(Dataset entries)
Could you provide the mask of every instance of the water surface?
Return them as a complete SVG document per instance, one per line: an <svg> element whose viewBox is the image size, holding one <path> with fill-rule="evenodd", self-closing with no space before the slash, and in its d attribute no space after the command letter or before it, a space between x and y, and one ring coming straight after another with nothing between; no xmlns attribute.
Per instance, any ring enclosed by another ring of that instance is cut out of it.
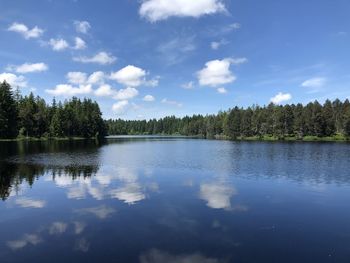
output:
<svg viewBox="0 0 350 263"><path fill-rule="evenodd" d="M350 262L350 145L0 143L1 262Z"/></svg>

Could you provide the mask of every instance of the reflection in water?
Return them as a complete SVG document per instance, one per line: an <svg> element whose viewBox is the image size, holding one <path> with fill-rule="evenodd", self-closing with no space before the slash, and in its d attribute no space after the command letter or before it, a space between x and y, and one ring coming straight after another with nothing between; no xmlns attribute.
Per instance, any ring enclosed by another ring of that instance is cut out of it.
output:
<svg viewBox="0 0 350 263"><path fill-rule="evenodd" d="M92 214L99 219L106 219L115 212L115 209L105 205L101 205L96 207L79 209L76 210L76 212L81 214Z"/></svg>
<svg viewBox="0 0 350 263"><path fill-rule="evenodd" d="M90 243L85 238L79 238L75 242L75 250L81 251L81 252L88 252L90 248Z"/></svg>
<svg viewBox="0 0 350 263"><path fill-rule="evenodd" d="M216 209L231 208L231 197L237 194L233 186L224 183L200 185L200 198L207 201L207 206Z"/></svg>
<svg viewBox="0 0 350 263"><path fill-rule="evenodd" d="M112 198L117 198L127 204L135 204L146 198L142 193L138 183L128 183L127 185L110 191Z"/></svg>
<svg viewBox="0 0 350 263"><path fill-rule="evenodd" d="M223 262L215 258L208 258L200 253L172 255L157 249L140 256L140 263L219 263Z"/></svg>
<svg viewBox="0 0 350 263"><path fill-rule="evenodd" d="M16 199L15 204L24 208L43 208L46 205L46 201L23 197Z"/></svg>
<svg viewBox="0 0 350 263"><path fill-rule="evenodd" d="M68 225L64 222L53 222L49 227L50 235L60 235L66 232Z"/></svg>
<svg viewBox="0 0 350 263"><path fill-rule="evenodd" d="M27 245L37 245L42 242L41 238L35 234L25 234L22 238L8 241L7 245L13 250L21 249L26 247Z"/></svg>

[Task description]: Each line above should be written out again exactly, and no picture should appear in the copy.

[Output]:
Could you provide the mask of every instance of the water surface?
Return them as a complete SVG document per instance, one per line: an <svg> element whose viewBox is the image size, holding one <path> with fill-rule="evenodd", self-closing with no space before the slash, and in its d attribute no space after the command letter or before it, a space between x and y, and one ring coming straight after another with nothing between; no xmlns attribute.
Per instance, any ring enclosed by another ring of that instance is cut out of it.
output:
<svg viewBox="0 0 350 263"><path fill-rule="evenodd" d="M350 262L350 145L0 143L1 262Z"/></svg>

Could you provide the mask of every instance of the reflection in water?
Return them as a complete SVG document per instance, one per line: an <svg> element whose viewBox is the image size, holding one <path> with fill-rule="evenodd", self-closing with no space before the slash, and in its d attribute no space after the command letter or before it, a space between x and y, and one ring coming straight after another with nothing between; no xmlns attribute.
Per instance, any ring enclosed by another ring of that instance is cut out of it.
output:
<svg viewBox="0 0 350 263"><path fill-rule="evenodd" d="M92 214L99 219L106 219L115 212L115 209L105 205L101 205L96 207L79 209L76 210L76 212L81 214Z"/></svg>
<svg viewBox="0 0 350 263"><path fill-rule="evenodd" d="M90 243L85 238L79 238L75 242L75 250L81 251L81 252L88 252L90 248Z"/></svg>
<svg viewBox="0 0 350 263"><path fill-rule="evenodd" d="M216 209L231 208L231 197L237 194L233 186L224 183L200 185L200 198L207 201L207 206Z"/></svg>
<svg viewBox="0 0 350 263"><path fill-rule="evenodd" d="M112 198L117 198L127 204L135 204L146 198L142 193L138 183L128 183L127 185L110 191Z"/></svg>
<svg viewBox="0 0 350 263"><path fill-rule="evenodd" d="M223 262L215 258L208 258L200 253L172 255L157 249L140 256L140 263L219 263Z"/></svg>
<svg viewBox="0 0 350 263"><path fill-rule="evenodd" d="M16 199L15 204L24 208L43 208L46 205L46 201L23 197Z"/></svg>
<svg viewBox="0 0 350 263"><path fill-rule="evenodd" d="M68 225L64 222L53 222L49 227L50 235L60 235L66 232Z"/></svg>
<svg viewBox="0 0 350 263"><path fill-rule="evenodd" d="M27 245L37 245L42 242L41 238L35 234L25 234L22 238L8 241L7 245L13 250L21 249L26 247Z"/></svg>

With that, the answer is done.